* _Required action_
Here you must reproduce each line of the data exactly.

* _Extracted information_
....
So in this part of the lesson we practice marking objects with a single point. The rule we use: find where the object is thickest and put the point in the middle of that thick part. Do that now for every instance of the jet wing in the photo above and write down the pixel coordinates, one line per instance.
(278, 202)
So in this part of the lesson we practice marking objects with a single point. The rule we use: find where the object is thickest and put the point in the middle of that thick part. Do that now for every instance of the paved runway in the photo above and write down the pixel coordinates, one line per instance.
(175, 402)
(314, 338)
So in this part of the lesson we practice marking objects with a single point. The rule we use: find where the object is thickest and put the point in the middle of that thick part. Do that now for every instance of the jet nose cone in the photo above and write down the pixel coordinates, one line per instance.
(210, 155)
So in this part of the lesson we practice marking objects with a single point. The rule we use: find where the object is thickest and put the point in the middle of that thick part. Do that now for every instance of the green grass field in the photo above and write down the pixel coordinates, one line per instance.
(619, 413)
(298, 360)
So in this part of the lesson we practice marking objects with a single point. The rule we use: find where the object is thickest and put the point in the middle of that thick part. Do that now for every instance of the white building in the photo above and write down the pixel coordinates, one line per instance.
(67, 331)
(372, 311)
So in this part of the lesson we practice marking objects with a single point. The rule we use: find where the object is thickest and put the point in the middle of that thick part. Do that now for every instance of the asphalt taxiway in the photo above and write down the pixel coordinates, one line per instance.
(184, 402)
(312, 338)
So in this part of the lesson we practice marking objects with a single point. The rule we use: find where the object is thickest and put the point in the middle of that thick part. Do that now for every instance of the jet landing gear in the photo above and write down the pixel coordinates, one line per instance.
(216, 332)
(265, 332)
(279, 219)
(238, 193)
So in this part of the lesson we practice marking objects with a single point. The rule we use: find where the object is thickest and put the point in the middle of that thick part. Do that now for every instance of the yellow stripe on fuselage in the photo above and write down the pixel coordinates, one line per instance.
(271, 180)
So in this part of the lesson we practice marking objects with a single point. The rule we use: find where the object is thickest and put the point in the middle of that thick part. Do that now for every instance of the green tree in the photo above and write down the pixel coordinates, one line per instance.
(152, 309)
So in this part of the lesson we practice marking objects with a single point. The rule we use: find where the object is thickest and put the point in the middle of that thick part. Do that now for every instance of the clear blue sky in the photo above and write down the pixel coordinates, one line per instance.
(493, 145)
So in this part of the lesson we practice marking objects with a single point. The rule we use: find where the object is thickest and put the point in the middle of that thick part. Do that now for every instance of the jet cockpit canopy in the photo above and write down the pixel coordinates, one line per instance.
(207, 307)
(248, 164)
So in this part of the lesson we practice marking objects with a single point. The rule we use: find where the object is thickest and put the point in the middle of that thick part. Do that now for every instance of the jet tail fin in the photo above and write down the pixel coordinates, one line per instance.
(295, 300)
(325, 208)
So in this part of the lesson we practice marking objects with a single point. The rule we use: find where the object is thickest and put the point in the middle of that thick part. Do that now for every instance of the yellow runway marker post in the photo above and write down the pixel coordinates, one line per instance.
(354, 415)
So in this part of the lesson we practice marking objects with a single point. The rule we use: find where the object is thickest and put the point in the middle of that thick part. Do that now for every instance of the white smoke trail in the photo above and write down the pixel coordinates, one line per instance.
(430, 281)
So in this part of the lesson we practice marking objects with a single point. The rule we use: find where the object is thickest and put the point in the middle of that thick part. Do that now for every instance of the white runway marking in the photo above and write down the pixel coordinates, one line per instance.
....
* _Answer section_
So in this part of the lesson we practice marking objects with a single point. The rule we use: find where the object is thickest and put the point in the middle of that thick part. Do that now for every instance of the jet wing in the photo above and write down the pixel coordinates, one line per instance.
(278, 202)
So in this part of the lesson we practice marking objects with a single point. The rule we use: find where the object is thickest and put the point in the middle of that thick part. Do that now for every instance of the paved runway in the photo above and write down the pixel coordinates, one line per instance.
(175, 402)
(314, 338)
So in this part of the lesson we practice marking objects with a single point. The rule we use: find where the object is thickest and put the point in the middle of that thick part. Do that now for every instance of the jet nose cone in the photo above and write down the pixel coordinates, one line per instance.
(210, 155)
So in this part of the lesson we practice marking objects with a single point. The rule we use: find where the object is thickest and put the point in the middle of that thick part. Do that now for every instance of the green grass field in the photo above and write down the pixel coordinates, one line per instance.
(619, 413)
(298, 360)
So in this part of the lesson we practice marking objects with a single point. The rule we use: find where the object is thickest and put the point in the middle of that thick part. Do that now for every instance of the white building in the photo above and write down the pixel coordinates, one line per instance.
(67, 331)
(372, 311)
So in this part of the lesson we practice marking objects with a single point. The rule we use: find where the object is thickest and put the point in the middle of that thick part. Do that now for every instance of the asphalt taxiway in the photo above and write down the pixel coordinates, one line per instance.
(184, 402)
(312, 338)
So in this part of the lesson we practice marking objects with a single point. The rule we use: find where the object is thickest and put the point in the middle of that thick part. Do that now for every instance of the jet landing gear in the photo above and write down the pixel coordinates, one line per instance.
(216, 332)
(265, 332)
(279, 219)
(238, 193)
So in this part of the lesson we practice marking objects with a single point. The rule we use: find where the object is thickest and put the point in the middle of that thick part. Do that now for every instance of the yellow stripe on fuselage in the photo above and write down the pixel coordinates, one line per instance.
(271, 180)
So in this part of the lesson we practice marking objects with a single point. The rule we use: find where the object is thickest and put the point in the middle of that thick part. Do that now for every instance of the green tree in the photo above and write down the pixel coordinates, one line per instance.
(152, 309)
So in this part of the lesson we practice marking objects with a single point. The rule we use: find where the object is thickest and put the point in the middle of that thick part. Do that now for every instance of the clear blue sky in the photo above and write down the pixel coordinates, one line per instance.
(493, 145)
So in this part of the lesson we practice marking objects with a single point. The rule we use: find where the object is thickest and put the point in the middle of that thick part. Do that now for every instance of the jet cockpit canopy in the photo above and write down the pixel coordinates, one line per instance.
(207, 307)
(248, 164)
So in this part of the lesson we practice marking objects with a single point. The rule we use: find where the object is thickest and put the point in the middle of that thick part. Do that now for every instance of the jet tail fin in the photo above and write down the pixel coordinates, one line per instance.
(295, 300)
(325, 208)
So in this part of the lesson we practice marking objects with a single point. The rule we use: find where the object is thickest and put the point in the middle of that thick part. Do that now for every instance of the yellow runway marker post in the photo above and write down the pixel coordinates, one line per instance.
(354, 415)
So in this part of the lesson we practice marking objects with a single point. The rule we use: find where the object is thickest and put the point in the middle of that thick part. Do that now for every instance of the white smoke trail in the photo above and write down the pixel coordinates, one line per instance.
(430, 281)
So in this part of the lesson we practice marking objects with a single point. The rule we use: find where the object is thickest and put the point in the middle of that thick part. Do that now for every instance of the white runway marking in the photo above and write down the pixel coordinates, one line per instance.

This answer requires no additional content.